▸ **Text shown**:
.....

The Rudd government are staying the course. We will keep the faith in the midst of this most difficult economic maelstrom, roaring planet wide. We are adding $4.8 billion to the $7.5 billion in our first budget to bring $12.3 billion to pensioners, carers and seniors. This improvement will commence on 8 December and will sweeten, however frugally, some Christmases, New Years and family reunions. There will be no need for a claim; the payments will not count as income for social security, family assistance or veterans entitlements purposes; and they will be tax free. Payments will be made to people who are receiving any one of a range of qualifying social security and veterans entitlements payments as at 14 October 2008. These qualifying payments include: age, disability support, wife, widow B and veterans service pensions; income support supplements; carer payments; and partner, widow and bereavement allowances.
People who on 14 October 2008 were receiving the age pension, parenting payment, special benefits or Austudy or Abstudy living allowance will also attract the payment. The payment will also go to self-funded retirees who on 14 October 2008 held a current Commonwealth seniors health card and to holders of the Veterans’ Affairs gold card who were also eligible for the seniors concession allowance on that date.
The Economic Security Strategy for this group of Australians will provide $1,400 for singles or $2,100 for couples if both members receive a qualifying payment and $1,050 if only one of the couple does. People receiving carer allowance as at 14 October 2008 will get a separate $1,000 payment for each eligible person cared for. If the carer allowance for one care receiver is shared between two or more carers, the Economic Security Strategy payment will be similarly shared. Where receipt of one payment of carer allowance depends on the person providing care for two care receivers, the payment will also be $1,000.
Families with dependent children will also get an Economic Security Strategy payment. A payment of $1,000 will be made for each child who attracts family tax benefit part A as of 14 October 2008. The same $1,000 payment will be made for each dependent child who, as on 14 October 2008, either attracts or receives youth allowance, Abstudy living allowance or an education allowance under the Veterans’ Children Education Scheme or the Military Rehabilitation and Compensation Act Education and Training Scheme. If any of these qualifying payments for families is shared between two people under the usual rules for the payment, the Economic Security Strategy payment will be similarly shared. In my electorate of Maribyrnong over 37,000 people will directly benefit from Economic Security Strategy payments. Indeed, my electorate office has had a number of positive calls from relieved constituents who have complimented the Rudd government on their handling of the global economic crisis thus far and in particular on looking after the needs of the most vulnerable—the pensioners and families and first home buyers.

.....

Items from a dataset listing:
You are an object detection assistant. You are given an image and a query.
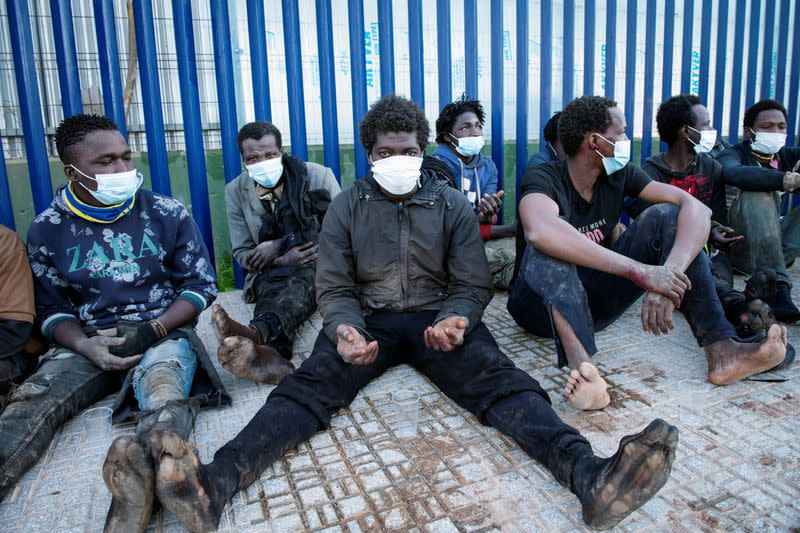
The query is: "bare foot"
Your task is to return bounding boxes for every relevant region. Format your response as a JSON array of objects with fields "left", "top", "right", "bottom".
[
  {"left": 566, "top": 361, "right": 611, "bottom": 411},
  {"left": 211, "top": 304, "right": 262, "bottom": 344},
  {"left": 103, "top": 437, "right": 154, "bottom": 533},
  {"left": 706, "top": 324, "right": 787, "bottom": 385},
  {"left": 151, "top": 433, "right": 227, "bottom": 531},
  {"left": 217, "top": 336, "right": 294, "bottom": 385},
  {"left": 573, "top": 419, "right": 678, "bottom": 529}
]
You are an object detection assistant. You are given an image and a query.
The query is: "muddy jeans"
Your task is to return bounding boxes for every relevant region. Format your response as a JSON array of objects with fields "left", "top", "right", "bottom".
[
  {"left": 728, "top": 191, "right": 800, "bottom": 284},
  {"left": 203, "top": 311, "right": 592, "bottom": 498},
  {"left": 508, "top": 204, "right": 736, "bottom": 366},
  {"left": 0, "top": 339, "right": 197, "bottom": 500}
]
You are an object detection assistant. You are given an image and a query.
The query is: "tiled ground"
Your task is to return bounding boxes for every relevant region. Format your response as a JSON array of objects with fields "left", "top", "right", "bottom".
[{"left": 0, "top": 280, "right": 800, "bottom": 532}]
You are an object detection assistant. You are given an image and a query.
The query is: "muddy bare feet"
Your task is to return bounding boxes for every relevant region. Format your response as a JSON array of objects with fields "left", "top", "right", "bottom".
[
  {"left": 706, "top": 324, "right": 787, "bottom": 385},
  {"left": 211, "top": 304, "right": 262, "bottom": 344},
  {"left": 566, "top": 361, "right": 611, "bottom": 411},
  {"left": 578, "top": 419, "right": 678, "bottom": 529},
  {"left": 103, "top": 437, "right": 154, "bottom": 533},
  {"left": 217, "top": 336, "right": 294, "bottom": 385},
  {"left": 152, "top": 432, "right": 225, "bottom": 531}
]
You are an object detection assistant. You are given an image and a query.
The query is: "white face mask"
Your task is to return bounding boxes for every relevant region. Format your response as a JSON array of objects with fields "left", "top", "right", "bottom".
[
  {"left": 686, "top": 126, "right": 717, "bottom": 154},
  {"left": 595, "top": 133, "right": 631, "bottom": 176},
  {"left": 69, "top": 164, "right": 144, "bottom": 205},
  {"left": 453, "top": 135, "right": 484, "bottom": 157},
  {"left": 372, "top": 155, "right": 422, "bottom": 196},
  {"left": 245, "top": 157, "right": 283, "bottom": 189},
  {"left": 750, "top": 129, "right": 786, "bottom": 155}
]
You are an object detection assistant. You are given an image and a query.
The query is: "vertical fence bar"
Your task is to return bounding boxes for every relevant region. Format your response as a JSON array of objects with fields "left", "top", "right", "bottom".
[
  {"left": 172, "top": 0, "right": 216, "bottom": 265},
  {"left": 93, "top": 0, "right": 126, "bottom": 139},
  {"left": 6, "top": 0, "right": 53, "bottom": 213},
  {"left": 247, "top": 0, "right": 272, "bottom": 122},
  {"left": 378, "top": 0, "right": 394, "bottom": 94},
  {"left": 681, "top": 0, "right": 694, "bottom": 94},
  {"left": 775, "top": 0, "right": 800, "bottom": 102},
  {"left": 317, "top": 0, "right": 340, "bottom": 183},
  {"left": 761, "top": 0, "right": 776, "bottom": 99},
  {"left": 436, "top": 0, "right": 453, "bottom": 109},
  {"left": 539, "top": 0, "right": 553, "bottom": 143},
  {"left": 408, "top": 0, "right": 425, "bottom": 109},
  {"left": 464, "top": 0, "right": 478, "bottom": 98},
  {"left": 732, "top": 0, "right": 747, "bottom": 144},
  {"left": 705, "top": 0, "right": 729, "bottom": 132},
  {"left": 281, "top": 0, "right": 308, "bottom": 161},
  {"left": 561, "top": 0, "right": 575, "bottom": 105},
  {"left": 514, "top": 0, "right": 529, "bottom": 212},
  {"left": 583, "top": 0, "right": 595, "bottom": 95},
  {"left": 347, "top": 0, "right": 369, "bottom": 179},
  {"left": 744, "top": 0, "right": 763, "bottom": 108},
  {"left": 50, "top": 0, "right": 83, "bottom": 118},
  {"left": 211, "top": 0, "right": 244, "bottom": 289},
  {"left": 639, "top": 0, "right": 652, "bottom": 164},
  {"left": 604, "top": 0, "right": 617, "bottom": 100},
  {"left": 132, "top": 0, "right": 172, "bottom": 196},
  {"left": 625, "top": 0, "right": 639, "bottom": 139}
]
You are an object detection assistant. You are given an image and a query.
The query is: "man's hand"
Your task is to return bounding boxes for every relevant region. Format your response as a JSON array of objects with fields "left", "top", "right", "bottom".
[
  {"left": 642, "top": 292, "right": 675, "bottom": 335},
  {"left": 423, "top": 316, "right": 469, "bottom": 352},
  {"left": 273, "top": 242, "right": 319, "bottom": 267},
  {"left": 75, "top": 329, "right": 142, "bottom": 370},
  {"left": 478, "top": 191, "right": 503, "bottom": 224},
  {"left": 336, "top": 324, "right": 378, "bottom": 365},
  {"left": 709, "top": 226, "right": 744, "bottom": 250},
  {"left": 246, "top": 239, "right": 281, "bottom": 272},
  {"left": 632, "top": 265, "right": 692, "bottom": 308}
]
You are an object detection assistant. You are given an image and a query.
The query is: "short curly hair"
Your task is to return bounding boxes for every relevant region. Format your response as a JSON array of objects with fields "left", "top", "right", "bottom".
[
  {"left": 656, "top": 94, "right": 703, "bottom": 145},
  {"left": 55, "top": 113, "right": 119, "bottom": 163},
  {"left": 358, "top": 94, "right": 431, "bottom": 153},
  {"left": 743, "top": 98, "right": 789, "bottom": 128},
  {"left": 558, "top": 96, "right": 617, "bottom": 156},
  {"left": 436, "top": 94, "right": 486, "bottom": 144}
]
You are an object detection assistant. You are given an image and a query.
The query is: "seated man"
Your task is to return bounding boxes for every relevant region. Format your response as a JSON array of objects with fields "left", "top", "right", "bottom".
[
  {"left": 433, "top": 96, "right": 516, "bottom": 290},
  {"left": 528, "top": 111, "right": 565, "bottom": 168},
  {"left": 0, "top": 226, "right": 44, "bottom": 400},
  {"left": 211, "top": 122, "right": 341, "bottom": 384},
  {"left": 148, "top": 95, "right": 678, "bottom": 531},
  {"left": 628, "top": 95, "right": 775, "bottom": 337},
  {"left": 508, "top": 96, "right": 786, "bottom": 409},
  {"left": 718, "top": 100, "right": 800, "bottom": 322},
  {"left": 0, "top": 114, "right": 230, "bottom": 531}
]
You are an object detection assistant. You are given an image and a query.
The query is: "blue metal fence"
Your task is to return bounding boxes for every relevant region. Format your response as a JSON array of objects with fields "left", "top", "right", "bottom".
[{"left": 0, "top": 0, "right": 800, "bottom": 266}]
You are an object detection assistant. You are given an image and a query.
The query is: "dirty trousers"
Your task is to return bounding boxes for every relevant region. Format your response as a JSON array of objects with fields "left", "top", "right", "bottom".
[
  {"left": 507, "top": 204, "right": 736, "bottom": 366},
  {"left": 202, "top": 311, "right": 593, "bottom": 500}
]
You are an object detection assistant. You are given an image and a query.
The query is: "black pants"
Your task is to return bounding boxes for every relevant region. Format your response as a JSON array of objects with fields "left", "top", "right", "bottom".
[
  {"left": 208, "top": 311, "right": 592, "bottom": 498},
  {"left": 508, "top": 204, "right": 736, "bottom": 366}
]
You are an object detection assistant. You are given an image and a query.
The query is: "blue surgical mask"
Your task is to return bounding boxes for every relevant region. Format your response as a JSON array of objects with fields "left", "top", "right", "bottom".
[
  {"left": 245, "top": 157, "right": 283, "bottom": 189},
  {"left": 595, "top": 133, "right": 631, "bottom": 176}
]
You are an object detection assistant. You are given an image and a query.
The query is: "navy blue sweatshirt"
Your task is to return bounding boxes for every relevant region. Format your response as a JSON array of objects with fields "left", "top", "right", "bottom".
[{"left": 28, "top": 187, "right": 217, "bottom": 339}]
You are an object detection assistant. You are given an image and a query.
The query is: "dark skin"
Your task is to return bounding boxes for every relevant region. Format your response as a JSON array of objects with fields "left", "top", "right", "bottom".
[
  {"left": 336, "top": 131, "right": 469, "bottom": 365},
  {"left": 241, "top": 135, "right": 318, "bottom": 272},
  {"left": 664, "top": 104, "right": 744, "bottom": 250},
  {"left": 53, "top": 130, "right": 197, "bottom": 370}
]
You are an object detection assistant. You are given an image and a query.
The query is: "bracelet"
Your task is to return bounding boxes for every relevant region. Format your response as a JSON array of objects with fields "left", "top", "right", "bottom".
[{"left": 150, "top": 318, "right": 168, "bottom": 339}]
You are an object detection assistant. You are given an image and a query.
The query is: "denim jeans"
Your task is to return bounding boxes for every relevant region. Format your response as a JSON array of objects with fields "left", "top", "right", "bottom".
[
  {"left": 202, "top": 311, "right": 591, "bottom": 498},
  {"left": 508, "top": 204, "right": 736, "bottom": 366},
  {"left": 728, "top": 191, "right": 800, "bottom": 284}
]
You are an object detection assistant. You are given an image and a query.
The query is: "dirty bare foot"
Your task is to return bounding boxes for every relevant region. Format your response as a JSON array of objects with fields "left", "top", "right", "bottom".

.....

▸ **Assigned task**: Repeat word for word the stretch of the payments speech from "The Economic Security Strategy for" through "also be $1,000.".

▸ **Exercise output**:
The Economic Security Strategy for this group of Australians will provide $1,400 for singles or $2,100 for couples if both members receive a qualifying payment and $1,050 if only one of the couple does. People receiving carer allowance as at 14 October 2008 will get a separate $1,000 payment for each eligible person cared for. If the carer allowance for one care receiver is shared between two or more carers, the Economic Security Strategy payment will be similarly shared. Where receipt of one payment of carer allowance depends on the person providing care for two care receivers, the payment will also be $1,000.